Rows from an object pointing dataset

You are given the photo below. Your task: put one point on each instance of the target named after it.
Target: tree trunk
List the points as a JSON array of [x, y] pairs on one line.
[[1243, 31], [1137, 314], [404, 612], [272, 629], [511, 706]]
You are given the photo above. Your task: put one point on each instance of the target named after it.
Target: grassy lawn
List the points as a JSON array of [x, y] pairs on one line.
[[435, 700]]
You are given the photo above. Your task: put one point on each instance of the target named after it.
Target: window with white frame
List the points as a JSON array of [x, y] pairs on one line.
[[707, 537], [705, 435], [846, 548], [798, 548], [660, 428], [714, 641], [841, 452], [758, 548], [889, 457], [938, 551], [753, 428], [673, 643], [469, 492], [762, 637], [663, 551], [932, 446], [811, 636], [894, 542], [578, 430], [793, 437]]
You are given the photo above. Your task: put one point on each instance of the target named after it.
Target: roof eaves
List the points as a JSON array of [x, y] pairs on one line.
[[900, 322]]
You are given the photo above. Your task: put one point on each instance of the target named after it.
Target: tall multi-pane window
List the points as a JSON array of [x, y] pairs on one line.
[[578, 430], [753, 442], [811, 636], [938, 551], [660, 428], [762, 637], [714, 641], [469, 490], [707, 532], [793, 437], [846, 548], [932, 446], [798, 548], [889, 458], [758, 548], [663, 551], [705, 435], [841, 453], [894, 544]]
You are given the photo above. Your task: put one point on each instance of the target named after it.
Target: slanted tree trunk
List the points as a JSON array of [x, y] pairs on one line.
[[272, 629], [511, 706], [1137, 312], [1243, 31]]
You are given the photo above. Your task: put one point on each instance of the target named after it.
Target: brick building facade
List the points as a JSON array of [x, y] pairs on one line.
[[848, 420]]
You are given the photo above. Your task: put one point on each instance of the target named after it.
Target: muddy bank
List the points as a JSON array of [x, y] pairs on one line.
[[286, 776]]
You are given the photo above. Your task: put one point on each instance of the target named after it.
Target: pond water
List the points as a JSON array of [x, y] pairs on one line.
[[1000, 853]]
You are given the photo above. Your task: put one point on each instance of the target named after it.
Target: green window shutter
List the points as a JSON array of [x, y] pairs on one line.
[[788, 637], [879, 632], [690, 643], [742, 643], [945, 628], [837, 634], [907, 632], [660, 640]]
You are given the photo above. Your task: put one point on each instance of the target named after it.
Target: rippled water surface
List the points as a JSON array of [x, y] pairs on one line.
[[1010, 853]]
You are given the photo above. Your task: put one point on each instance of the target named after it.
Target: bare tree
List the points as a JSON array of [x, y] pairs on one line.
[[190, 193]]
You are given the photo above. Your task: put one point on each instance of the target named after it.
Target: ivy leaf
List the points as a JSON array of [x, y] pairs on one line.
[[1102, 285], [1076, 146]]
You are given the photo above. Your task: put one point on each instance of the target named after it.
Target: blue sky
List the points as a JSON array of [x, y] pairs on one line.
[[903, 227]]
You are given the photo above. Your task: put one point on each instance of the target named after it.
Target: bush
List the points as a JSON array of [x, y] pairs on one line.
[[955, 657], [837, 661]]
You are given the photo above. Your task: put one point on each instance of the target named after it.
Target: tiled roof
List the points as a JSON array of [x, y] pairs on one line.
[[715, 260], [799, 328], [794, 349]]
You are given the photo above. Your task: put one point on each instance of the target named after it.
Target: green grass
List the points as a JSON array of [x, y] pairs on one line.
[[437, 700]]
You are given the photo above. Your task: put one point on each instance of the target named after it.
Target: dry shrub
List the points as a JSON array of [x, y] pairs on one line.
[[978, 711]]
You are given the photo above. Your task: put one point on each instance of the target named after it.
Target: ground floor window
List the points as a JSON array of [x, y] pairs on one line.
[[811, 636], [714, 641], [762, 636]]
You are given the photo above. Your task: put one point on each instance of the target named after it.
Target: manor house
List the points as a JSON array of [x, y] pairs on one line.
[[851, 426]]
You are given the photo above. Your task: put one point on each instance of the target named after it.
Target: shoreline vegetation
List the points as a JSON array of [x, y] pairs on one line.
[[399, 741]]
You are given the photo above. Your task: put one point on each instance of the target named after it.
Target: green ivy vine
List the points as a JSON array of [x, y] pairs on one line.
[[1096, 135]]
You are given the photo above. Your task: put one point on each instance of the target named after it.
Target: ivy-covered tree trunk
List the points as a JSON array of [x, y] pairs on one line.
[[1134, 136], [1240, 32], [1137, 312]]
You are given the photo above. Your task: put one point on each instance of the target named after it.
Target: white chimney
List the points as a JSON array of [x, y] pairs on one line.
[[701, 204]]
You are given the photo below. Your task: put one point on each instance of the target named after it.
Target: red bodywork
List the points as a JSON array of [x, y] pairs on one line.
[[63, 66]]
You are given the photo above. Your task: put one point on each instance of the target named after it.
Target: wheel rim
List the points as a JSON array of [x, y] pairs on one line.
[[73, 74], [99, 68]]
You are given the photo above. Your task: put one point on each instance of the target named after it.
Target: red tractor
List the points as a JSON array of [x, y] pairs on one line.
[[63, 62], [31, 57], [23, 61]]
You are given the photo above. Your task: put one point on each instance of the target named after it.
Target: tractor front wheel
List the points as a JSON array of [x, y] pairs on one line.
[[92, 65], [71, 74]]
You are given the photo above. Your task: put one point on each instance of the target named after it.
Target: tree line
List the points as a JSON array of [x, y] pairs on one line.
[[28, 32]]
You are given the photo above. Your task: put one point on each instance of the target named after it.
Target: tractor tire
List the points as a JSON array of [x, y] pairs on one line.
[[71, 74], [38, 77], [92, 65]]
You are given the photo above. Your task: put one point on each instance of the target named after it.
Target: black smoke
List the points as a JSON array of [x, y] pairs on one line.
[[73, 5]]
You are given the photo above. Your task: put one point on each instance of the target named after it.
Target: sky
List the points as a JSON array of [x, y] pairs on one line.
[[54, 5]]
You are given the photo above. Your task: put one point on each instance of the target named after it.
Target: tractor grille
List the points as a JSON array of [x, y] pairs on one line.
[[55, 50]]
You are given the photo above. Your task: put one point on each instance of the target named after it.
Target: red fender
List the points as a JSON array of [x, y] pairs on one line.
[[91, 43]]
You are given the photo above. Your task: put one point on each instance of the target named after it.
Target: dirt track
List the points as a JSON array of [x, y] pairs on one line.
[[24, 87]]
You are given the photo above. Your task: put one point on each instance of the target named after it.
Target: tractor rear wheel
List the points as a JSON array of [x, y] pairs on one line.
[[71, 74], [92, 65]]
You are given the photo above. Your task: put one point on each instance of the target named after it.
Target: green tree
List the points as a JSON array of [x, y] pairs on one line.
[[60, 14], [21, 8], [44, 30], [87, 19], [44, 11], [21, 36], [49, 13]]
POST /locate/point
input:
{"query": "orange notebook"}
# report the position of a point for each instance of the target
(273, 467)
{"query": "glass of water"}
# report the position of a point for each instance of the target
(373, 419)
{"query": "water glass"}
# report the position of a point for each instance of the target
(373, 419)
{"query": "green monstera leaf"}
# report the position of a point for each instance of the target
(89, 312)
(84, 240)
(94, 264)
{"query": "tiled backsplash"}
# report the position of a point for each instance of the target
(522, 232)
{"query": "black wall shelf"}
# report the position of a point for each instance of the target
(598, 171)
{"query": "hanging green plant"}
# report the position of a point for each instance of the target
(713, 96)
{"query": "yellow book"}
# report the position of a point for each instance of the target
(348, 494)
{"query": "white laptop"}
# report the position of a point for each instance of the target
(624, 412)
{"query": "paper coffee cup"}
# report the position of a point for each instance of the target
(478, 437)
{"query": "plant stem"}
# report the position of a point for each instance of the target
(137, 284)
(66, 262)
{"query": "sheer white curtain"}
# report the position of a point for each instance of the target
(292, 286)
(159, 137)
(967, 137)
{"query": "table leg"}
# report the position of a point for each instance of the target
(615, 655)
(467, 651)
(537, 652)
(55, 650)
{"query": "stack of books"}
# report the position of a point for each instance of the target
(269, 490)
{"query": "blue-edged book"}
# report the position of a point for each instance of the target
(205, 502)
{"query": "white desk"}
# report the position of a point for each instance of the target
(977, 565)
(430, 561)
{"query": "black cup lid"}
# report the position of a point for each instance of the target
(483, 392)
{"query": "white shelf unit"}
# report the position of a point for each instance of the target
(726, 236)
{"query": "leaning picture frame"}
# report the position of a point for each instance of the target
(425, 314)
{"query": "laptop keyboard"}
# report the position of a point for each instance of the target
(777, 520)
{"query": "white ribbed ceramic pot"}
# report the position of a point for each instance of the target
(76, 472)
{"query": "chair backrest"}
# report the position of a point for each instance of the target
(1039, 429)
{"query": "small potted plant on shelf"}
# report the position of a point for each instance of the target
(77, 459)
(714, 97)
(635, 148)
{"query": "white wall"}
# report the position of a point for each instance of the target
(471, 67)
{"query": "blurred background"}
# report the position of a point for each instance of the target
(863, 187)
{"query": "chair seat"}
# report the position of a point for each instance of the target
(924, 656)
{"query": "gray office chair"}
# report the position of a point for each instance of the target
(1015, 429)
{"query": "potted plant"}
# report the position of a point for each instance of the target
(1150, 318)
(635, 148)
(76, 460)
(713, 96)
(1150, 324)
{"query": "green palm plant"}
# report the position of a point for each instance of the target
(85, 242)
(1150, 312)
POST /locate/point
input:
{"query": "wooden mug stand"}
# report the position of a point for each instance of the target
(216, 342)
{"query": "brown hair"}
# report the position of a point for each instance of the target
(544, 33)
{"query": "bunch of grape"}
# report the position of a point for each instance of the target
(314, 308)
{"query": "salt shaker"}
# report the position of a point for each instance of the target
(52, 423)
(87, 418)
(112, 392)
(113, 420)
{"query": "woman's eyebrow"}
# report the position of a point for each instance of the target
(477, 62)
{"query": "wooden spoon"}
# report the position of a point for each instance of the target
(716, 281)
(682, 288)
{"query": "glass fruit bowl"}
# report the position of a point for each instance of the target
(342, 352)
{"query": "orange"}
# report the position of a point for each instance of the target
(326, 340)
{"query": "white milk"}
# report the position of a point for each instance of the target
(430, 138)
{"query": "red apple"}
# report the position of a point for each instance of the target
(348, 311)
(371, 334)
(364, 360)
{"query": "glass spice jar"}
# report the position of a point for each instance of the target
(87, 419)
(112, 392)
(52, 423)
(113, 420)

• _Work to be completed_
Recast the records, from the first line through the line containing "[[1243, 31], [1137, 314], [404, 612], [272, 629], [511, 706]]", as a Markdown table with the columns Row and Record line. Number the rows in order, one per line, and leave out blank lines.

• _Response to the task_
| Row | Record line |
|---|---|
| 1 | You are given the photo below. Your task: put one point on each instance of the target named after it. |
| 2 | Target: tree trunk |
| 3 | List the points as a JSON array of [x, y] pairs on one line. |
| 4 | [[1243, 31], [1137, 314], [404, 612], [272, 629], [511, 706]] |